The data: Begin
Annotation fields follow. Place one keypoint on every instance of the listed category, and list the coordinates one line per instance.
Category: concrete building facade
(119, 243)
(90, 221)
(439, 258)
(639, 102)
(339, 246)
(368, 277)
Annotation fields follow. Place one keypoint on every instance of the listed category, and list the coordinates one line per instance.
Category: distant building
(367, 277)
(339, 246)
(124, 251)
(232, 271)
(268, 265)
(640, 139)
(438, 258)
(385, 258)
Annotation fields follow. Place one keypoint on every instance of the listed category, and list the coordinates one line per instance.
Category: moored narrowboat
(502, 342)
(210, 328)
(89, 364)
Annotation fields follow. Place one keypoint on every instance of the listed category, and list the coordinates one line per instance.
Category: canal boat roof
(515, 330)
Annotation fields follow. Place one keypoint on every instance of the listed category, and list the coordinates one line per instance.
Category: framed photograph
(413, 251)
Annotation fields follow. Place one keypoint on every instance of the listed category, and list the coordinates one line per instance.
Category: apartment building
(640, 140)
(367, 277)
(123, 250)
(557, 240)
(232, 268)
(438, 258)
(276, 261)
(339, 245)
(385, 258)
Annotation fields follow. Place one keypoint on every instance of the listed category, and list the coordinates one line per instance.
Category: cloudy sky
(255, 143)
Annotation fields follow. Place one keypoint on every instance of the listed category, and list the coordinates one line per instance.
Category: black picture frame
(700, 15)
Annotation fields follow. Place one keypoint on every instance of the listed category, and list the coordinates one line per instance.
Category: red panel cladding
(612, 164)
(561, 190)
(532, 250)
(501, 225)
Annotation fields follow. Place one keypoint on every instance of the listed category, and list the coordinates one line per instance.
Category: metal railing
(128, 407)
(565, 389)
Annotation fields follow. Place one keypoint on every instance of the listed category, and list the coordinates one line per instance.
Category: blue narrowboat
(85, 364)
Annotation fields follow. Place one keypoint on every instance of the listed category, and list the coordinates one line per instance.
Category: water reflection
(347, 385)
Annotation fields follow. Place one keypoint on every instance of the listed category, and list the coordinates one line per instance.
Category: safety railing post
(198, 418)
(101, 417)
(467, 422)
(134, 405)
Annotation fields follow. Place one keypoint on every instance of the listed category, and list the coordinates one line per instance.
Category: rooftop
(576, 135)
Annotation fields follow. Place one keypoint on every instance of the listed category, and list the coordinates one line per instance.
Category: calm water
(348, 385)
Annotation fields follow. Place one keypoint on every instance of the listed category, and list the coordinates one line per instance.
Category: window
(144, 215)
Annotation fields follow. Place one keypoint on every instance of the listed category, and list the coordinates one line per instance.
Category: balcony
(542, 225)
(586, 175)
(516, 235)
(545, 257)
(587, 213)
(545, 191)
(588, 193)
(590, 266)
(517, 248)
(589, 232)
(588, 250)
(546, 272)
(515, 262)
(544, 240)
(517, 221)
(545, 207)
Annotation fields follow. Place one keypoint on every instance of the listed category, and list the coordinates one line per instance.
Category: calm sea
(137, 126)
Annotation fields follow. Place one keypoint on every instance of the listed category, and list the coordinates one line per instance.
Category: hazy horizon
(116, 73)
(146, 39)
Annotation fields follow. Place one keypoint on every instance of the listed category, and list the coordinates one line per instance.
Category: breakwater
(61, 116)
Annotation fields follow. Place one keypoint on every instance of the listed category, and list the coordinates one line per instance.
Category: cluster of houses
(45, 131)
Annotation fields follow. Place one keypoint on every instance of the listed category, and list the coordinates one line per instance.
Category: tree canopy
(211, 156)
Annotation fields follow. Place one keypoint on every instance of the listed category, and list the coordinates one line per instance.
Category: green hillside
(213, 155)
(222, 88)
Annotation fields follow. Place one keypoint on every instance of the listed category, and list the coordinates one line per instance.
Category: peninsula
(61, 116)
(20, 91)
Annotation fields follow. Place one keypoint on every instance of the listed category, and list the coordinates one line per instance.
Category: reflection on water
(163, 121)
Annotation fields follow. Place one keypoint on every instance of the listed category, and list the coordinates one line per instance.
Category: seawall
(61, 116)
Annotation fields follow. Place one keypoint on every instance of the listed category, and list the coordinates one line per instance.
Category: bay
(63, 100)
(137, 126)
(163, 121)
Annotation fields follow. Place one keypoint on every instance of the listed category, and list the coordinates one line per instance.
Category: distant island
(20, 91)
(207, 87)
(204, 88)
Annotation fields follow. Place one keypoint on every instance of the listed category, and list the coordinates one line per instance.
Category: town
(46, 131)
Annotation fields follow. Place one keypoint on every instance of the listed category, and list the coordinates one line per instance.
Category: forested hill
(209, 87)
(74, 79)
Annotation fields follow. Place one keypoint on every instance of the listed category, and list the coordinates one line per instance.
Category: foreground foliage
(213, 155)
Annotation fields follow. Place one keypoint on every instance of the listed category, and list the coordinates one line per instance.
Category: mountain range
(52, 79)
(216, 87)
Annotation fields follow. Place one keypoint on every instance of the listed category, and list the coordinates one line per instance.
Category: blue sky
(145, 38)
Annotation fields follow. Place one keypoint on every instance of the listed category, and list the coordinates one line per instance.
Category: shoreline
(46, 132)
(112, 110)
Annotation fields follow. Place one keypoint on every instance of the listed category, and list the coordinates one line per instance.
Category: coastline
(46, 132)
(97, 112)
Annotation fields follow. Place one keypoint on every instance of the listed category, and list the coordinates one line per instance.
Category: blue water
The data: End
The data: Begin
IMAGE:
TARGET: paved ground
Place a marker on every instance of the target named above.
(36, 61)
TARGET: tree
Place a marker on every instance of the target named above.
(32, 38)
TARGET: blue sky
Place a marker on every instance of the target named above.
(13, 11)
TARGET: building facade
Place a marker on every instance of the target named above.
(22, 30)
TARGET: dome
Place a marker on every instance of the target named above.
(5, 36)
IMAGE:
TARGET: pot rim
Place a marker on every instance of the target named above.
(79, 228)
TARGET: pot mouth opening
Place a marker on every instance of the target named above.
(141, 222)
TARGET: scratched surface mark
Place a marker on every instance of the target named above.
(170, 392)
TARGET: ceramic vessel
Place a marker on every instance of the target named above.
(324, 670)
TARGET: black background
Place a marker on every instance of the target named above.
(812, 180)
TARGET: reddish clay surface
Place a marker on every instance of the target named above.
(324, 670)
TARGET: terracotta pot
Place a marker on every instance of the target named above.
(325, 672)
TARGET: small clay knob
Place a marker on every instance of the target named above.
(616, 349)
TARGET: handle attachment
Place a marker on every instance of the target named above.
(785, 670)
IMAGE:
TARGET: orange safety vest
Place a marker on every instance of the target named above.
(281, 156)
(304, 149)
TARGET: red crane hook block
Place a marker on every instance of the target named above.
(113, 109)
The data: End
The data: Begin
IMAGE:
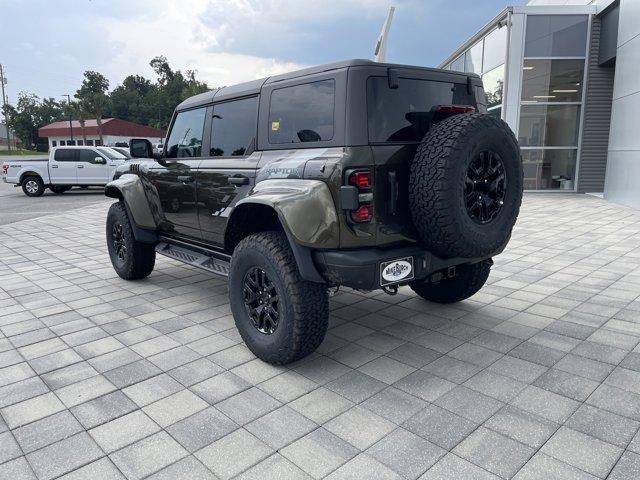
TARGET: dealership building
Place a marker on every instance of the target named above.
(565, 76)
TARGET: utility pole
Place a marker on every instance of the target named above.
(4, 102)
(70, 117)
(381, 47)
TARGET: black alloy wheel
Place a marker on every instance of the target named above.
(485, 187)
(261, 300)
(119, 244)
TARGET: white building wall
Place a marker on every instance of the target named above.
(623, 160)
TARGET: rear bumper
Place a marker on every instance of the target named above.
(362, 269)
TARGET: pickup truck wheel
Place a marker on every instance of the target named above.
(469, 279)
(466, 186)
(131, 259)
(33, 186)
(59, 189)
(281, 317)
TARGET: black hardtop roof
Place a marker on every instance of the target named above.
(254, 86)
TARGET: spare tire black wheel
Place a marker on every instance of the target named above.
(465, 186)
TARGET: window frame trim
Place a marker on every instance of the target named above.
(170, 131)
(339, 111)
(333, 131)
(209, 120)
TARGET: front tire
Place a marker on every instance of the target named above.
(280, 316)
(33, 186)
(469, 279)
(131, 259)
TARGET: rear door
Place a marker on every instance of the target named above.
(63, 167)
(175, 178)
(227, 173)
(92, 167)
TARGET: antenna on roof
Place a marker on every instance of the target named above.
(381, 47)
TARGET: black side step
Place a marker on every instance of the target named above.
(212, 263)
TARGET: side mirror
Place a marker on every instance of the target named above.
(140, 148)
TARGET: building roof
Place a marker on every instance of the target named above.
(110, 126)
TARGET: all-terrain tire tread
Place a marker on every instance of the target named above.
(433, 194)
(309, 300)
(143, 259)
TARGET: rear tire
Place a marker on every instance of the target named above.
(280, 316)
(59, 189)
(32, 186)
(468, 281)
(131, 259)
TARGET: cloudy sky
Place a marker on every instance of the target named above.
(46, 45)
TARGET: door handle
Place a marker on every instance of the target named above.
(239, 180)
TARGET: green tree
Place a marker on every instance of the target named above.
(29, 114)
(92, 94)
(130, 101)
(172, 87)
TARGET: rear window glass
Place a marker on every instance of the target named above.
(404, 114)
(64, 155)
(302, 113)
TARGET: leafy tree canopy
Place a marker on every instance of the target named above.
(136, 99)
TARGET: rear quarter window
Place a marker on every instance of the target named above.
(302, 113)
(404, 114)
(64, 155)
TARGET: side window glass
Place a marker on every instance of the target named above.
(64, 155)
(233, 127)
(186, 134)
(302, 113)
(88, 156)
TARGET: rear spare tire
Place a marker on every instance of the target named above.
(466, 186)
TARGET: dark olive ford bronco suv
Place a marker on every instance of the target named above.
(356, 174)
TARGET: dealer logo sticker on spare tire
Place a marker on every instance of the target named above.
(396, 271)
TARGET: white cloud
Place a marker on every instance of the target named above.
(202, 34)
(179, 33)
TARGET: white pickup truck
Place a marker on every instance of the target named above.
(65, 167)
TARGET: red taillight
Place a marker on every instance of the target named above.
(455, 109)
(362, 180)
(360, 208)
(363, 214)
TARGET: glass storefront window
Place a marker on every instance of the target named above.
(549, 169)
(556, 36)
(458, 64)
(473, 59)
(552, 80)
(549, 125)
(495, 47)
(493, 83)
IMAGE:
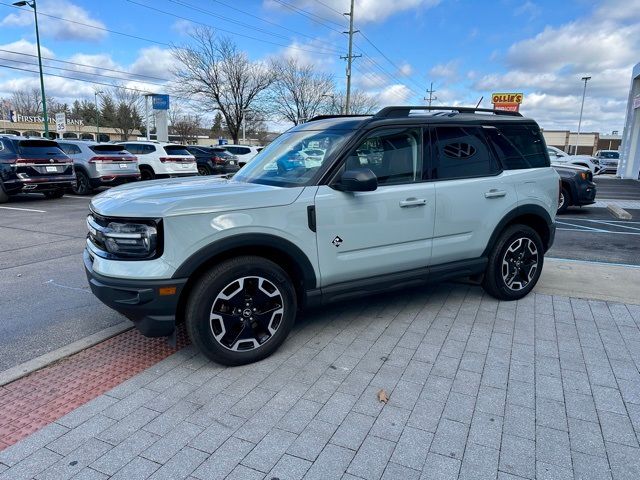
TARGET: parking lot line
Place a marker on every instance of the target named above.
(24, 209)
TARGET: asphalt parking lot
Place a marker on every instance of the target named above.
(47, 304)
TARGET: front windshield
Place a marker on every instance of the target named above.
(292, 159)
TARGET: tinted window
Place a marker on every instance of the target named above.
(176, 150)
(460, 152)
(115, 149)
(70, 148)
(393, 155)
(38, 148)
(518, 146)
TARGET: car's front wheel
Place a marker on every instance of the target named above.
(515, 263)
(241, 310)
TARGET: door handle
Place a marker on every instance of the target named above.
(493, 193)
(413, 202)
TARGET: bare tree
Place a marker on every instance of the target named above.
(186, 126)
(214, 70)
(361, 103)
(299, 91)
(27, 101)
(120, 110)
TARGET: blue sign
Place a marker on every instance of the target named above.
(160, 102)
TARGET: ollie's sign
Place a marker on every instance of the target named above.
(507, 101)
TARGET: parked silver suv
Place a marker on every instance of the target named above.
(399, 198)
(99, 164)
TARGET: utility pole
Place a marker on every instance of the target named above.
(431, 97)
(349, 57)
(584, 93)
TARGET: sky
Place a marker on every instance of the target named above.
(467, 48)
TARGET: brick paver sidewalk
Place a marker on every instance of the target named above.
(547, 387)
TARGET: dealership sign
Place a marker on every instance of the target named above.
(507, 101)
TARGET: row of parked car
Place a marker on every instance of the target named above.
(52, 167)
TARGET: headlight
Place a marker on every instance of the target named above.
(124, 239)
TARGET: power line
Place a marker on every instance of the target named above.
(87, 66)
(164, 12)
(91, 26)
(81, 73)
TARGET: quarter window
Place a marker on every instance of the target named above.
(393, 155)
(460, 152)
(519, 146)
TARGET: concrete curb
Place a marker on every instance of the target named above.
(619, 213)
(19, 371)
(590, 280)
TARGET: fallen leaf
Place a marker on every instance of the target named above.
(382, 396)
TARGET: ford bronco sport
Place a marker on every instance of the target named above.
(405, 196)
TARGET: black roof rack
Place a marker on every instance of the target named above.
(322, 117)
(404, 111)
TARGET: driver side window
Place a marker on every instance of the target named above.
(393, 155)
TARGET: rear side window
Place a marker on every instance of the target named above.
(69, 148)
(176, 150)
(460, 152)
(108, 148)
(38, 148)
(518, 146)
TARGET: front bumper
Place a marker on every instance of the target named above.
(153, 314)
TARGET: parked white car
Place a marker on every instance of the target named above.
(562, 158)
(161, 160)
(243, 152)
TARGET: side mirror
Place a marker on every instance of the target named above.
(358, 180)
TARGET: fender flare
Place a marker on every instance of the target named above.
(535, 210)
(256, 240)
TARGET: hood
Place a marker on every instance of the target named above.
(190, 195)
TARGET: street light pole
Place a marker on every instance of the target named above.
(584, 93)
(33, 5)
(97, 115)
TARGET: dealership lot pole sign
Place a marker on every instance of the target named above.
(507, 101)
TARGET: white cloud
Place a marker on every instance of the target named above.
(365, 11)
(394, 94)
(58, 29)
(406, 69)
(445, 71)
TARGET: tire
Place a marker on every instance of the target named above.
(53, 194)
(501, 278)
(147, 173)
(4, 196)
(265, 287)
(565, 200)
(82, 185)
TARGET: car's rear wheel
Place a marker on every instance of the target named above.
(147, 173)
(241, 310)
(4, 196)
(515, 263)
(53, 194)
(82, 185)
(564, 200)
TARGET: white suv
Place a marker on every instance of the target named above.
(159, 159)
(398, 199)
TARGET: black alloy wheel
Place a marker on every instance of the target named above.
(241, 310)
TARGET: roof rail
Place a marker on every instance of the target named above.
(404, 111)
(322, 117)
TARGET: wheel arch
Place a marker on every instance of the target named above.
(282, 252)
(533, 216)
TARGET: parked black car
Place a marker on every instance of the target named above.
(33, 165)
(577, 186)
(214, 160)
The data: End
**Exercise**: There is a run of lines above from the one with "TARGET: all-terrain tire tread" to the one with "TARGET: rear quarter window"; print exactly that run, both ends included, and nothing else.

**Solution below**:
TARGET: all-terrain tire tread
Place a marker on every instance of the target named above.
(433, 194)
(309, 300)
(143, 259)
TARGET: rear tire
Place a marker on every instance of the target named above.
(280, 316)
(59, 189)
(32, 186)
(468, 281)
(131, 259)
TARGET: cloudy sky
Place a marker on every instance of the target named above.
(46, 45)
TARGET: door handle
Place a marker on every instance of the target named above.
(239, 180)
TARGET: green tree
Place a marker on every instance of the target named above.
(29, 114)
(92, 94)
(130, 101)
(172, 87)
TARGET: rear window glass
Place a marker on every instance of the target named above.
(404, 114)
(64, 155)
(302, 113)
TARGET: leafy tree canopy
Place a marker on every instance of the target named above.
(136, 99)
TARGET: rear quarter window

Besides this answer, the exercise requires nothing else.